### Coordinate annotation entries
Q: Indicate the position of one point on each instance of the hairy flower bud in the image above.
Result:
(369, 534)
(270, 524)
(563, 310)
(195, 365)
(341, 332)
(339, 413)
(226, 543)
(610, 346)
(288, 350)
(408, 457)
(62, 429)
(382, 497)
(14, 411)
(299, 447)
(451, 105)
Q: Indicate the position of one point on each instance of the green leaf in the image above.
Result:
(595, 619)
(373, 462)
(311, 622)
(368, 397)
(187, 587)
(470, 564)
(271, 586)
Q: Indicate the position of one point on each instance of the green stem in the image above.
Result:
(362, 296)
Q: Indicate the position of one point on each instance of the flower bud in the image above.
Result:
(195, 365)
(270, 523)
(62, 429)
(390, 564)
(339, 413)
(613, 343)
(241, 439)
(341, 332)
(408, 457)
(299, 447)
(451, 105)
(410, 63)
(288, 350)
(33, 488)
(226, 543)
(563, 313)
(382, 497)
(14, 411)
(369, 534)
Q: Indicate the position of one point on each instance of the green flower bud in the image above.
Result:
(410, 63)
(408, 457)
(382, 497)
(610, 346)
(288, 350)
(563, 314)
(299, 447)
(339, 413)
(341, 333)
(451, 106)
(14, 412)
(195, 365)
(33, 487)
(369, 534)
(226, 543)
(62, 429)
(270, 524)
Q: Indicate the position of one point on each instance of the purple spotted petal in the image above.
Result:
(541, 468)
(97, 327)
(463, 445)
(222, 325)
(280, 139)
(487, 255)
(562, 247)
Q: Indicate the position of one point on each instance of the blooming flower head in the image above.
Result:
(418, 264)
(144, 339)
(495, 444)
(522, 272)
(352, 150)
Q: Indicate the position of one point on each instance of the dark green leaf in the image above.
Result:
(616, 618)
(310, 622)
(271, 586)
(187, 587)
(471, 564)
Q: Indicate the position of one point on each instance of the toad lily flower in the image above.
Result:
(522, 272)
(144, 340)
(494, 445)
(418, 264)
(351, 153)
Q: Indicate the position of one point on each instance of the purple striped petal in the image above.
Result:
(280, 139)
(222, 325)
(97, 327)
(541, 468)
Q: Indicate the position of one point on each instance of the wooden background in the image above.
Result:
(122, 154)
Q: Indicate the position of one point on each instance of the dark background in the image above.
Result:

### Problem statement
Rewrite all the lines in the entries above as a numbered list, skipping any blank lines.

### Solution for this problem
1. Q: Indicate the position of one point on each instance of the hairy flower bud in the image above.
2. Result:
3. (369, 534)
4. (270, 524)
5. (563, 310)
6. (195, 365)
7. (341, 332)
8. (339, 413)
9. (226, 543)
10. (610, 346)
11. (288, 350)
12. (408, 457)
13. (62, 429)
14. (382, 497)
15. (14, 411)
16. (299, 447)
17. (451, 105)
18. Q: Indicate the position of one point on each instance of the green leaf in the image above.
19. Result:
20. (595, 619)
21. (373, 462)
22. (311, 622)
23. (368, 397)
24. (187, 587)
25. (470, 564)
26. (271, 586)
27. Q: Indicate the position of one point on each instance of the green stem in the image above.
28. Result:
29. (362, 296)
30. Q: Indicate the position of one point on each instance of the flower bud in the image above.
31. Result:
32. (195, 365)
33. (270, 523)
34. (62, 429)
35. (390, 564)
36. (339, 413)
37. (613, 343)
38. (241, 439)
39. (341, 332)
40. (408, 457)
41. (299, 447)
42. (451, 105)
43. (410, 63)
44. (288, 350)
45. (33, 488)
46. (226, 543)
47. (563, 313)
48. (382, 497)
49. (14, 411)
50. (369, 534)
51. Q: Indicate the position of one point on each instance of the green flower bud in the image above.
52. Result:
53. (410, 63)
54. (408, 457)
55. (382, 497)
56. (610, 346)
57. (288, 350)
58. (563, 314)
59. (299, 447)
60. (339, 413)
61. (341, 333)
62. (451, 106)
63. (14, 412)
64. (195, 365)
65. (33, 487)
66. (369, 534)
67. (226, 543)
68. (62, 429)
69. (270, 524)
70. Q: Indicate the position of one point on each instance of the purple spotted petal in the image above.
71. Result:
72. (541, 468)
73. (97, 327)
74. (463, 445)
75. (222, 325)
76. (280, 139)
77. (487, 255)
78. (562, 247)
79. Q: Indicate the position of one point on each instance of the blooming flower head in the image above.
80. Result:
81. (418, 264)
82. (144, 339)
83. (495, 444)
84. (522, 272)
85. (352, 150)
86. Q: Indicate the position of one point on each instance of the dark green leaf in the image above.
87. Result:
88. (616, 618)
89. (310, 622)
90. (271, 586)
91. (187, 587)
92. (471, 564)
93. Q: Indicate the position of one point on each instance of the toad lily flower in the image above.
94. Result:
95. (522, 272)
96. (144, 340)
97. (494, 445)
98. (418, 264)
99. (351, 153)
100. Q: Indicate the position of one point on each instance of the purple striped petal in the image above.
101. Result:
102. (280, 139)
103. (222, 325)
104. (97, 327)
105. (541, 468)
106. Q: Indicate the position of one point on each instance of the wooden background in the image above.
107. Result:
108. (122, 154)
109. Q: Indicate the position of one point on each instance of the dark background in the image above.
110. Result:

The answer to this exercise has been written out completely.